Directive :: Copy out, word for word, the portion of the saved entries below that opens with the line containing "Find the man's left" and closes with the line containing "column 489, row 515", including both of those lines.

Saved entries ::
********
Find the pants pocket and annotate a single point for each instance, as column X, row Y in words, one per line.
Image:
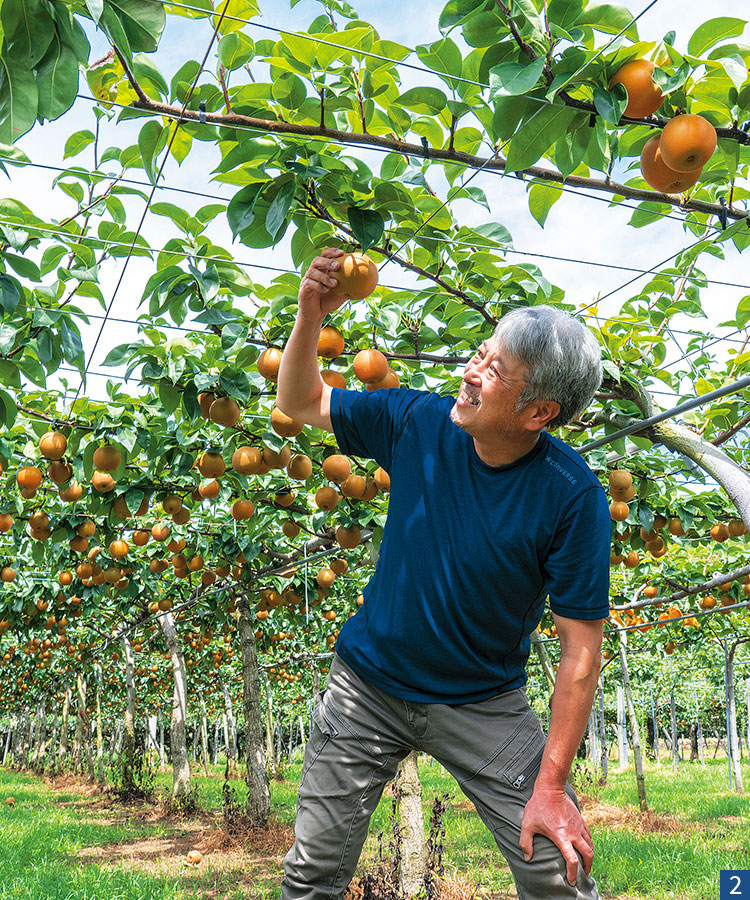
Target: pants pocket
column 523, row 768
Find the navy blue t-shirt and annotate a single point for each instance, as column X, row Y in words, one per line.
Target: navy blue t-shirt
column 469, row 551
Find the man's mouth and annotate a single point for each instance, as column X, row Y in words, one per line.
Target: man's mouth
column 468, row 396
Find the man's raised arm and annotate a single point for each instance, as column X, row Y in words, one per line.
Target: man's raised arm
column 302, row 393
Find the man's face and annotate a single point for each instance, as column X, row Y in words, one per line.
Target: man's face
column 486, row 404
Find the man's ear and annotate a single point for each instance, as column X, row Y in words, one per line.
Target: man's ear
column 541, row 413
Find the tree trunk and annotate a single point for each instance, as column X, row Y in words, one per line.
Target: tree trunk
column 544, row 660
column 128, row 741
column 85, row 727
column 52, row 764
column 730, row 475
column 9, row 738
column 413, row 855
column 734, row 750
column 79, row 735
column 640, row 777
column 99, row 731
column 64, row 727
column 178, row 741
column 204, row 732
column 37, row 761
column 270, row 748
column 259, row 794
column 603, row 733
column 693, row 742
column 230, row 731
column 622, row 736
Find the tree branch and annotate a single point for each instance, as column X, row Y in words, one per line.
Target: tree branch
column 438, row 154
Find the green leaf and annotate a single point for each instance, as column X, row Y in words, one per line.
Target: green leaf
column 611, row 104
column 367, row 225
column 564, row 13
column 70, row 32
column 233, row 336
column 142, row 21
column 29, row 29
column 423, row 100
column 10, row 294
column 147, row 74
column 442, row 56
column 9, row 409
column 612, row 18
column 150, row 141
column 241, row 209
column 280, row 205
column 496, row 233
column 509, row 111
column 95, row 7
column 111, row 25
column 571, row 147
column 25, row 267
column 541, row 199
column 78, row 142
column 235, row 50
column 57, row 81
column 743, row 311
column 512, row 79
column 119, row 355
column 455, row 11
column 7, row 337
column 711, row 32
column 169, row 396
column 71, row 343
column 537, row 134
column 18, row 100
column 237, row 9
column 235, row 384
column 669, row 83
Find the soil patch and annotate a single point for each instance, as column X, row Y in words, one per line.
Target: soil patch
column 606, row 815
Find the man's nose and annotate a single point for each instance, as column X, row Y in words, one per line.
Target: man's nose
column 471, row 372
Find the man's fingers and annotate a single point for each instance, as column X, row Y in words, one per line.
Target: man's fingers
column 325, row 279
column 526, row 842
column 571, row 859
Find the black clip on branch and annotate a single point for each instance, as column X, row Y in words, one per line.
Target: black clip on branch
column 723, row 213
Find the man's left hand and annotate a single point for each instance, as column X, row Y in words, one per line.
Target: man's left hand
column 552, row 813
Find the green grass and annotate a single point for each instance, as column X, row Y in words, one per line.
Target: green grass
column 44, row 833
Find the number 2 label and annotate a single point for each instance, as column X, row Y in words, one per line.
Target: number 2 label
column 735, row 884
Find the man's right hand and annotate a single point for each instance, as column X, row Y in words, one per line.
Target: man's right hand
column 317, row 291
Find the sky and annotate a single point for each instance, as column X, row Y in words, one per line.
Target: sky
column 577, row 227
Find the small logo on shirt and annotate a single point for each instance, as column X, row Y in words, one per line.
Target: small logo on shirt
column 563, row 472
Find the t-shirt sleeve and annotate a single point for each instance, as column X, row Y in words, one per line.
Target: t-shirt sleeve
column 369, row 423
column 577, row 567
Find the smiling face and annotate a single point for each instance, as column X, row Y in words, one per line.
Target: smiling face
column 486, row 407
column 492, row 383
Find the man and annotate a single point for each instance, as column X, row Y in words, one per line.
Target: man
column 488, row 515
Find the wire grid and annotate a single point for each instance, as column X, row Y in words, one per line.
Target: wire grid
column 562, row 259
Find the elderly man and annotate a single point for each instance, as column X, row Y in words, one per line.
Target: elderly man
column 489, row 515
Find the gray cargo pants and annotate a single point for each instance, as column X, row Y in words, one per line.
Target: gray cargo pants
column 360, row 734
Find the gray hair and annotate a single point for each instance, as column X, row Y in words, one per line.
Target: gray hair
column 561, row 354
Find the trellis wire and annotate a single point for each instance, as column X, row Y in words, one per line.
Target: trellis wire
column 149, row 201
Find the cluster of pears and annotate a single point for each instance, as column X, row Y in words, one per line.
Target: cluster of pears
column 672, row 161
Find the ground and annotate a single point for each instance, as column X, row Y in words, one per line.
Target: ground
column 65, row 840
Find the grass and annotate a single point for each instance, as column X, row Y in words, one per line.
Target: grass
********
Written answer ::
Find the man's left hand and annotate a single point for each instance, as column X, row Y in words, one per line.
Target: man's left hand
column 552, row 813
Find the green grass and annotate a single point for each instance, as column X, row Y in words, one per line.
Target: green grass
column 44, row 833
Find the number 2 label and annotate a single point for each instance, as column X, row Y in words, one per line.
Target: number 2 label
column 735, row 884
Find the man's right hand and annotate a single point for each instance, as column X, row Y in words, one per line.
Target: man's right hand
column 317, row 291
Find the sky and annotate a single point for each instance, as column X, row Y in words, one per line.
Target: sky
column 577, row 227
Find the small logo on shirt and annotate a single point for each instance, as column X, row Y in words, one per line.
Target: small logo on shirt
column 563, row 472
Find the t-shirt sleeve and annotate a single point for each instance, as column X, row Y in words, one per line.
Target: t-shirt sleeve
column 369, row 423
column 577, row 567
Find the smiling face and annotate a single point for each instance, as column X, row Y in words, one per line.
Target: smiling face
column 486, row 407
column 492, row 383
Find the man and annotate a single point for each instance, as column X, row Y in words, one per line.
Target: man
column 488, row 515
Find the wire grid and annotate a single point for each instance, as column X, row Y in words, one per line.
Target: wire grid
column 562, row 259
Find the elderly man and annotate a single point for each instance, as column X, row Y in words, one per line.
Target: elderly man
column 489, row 515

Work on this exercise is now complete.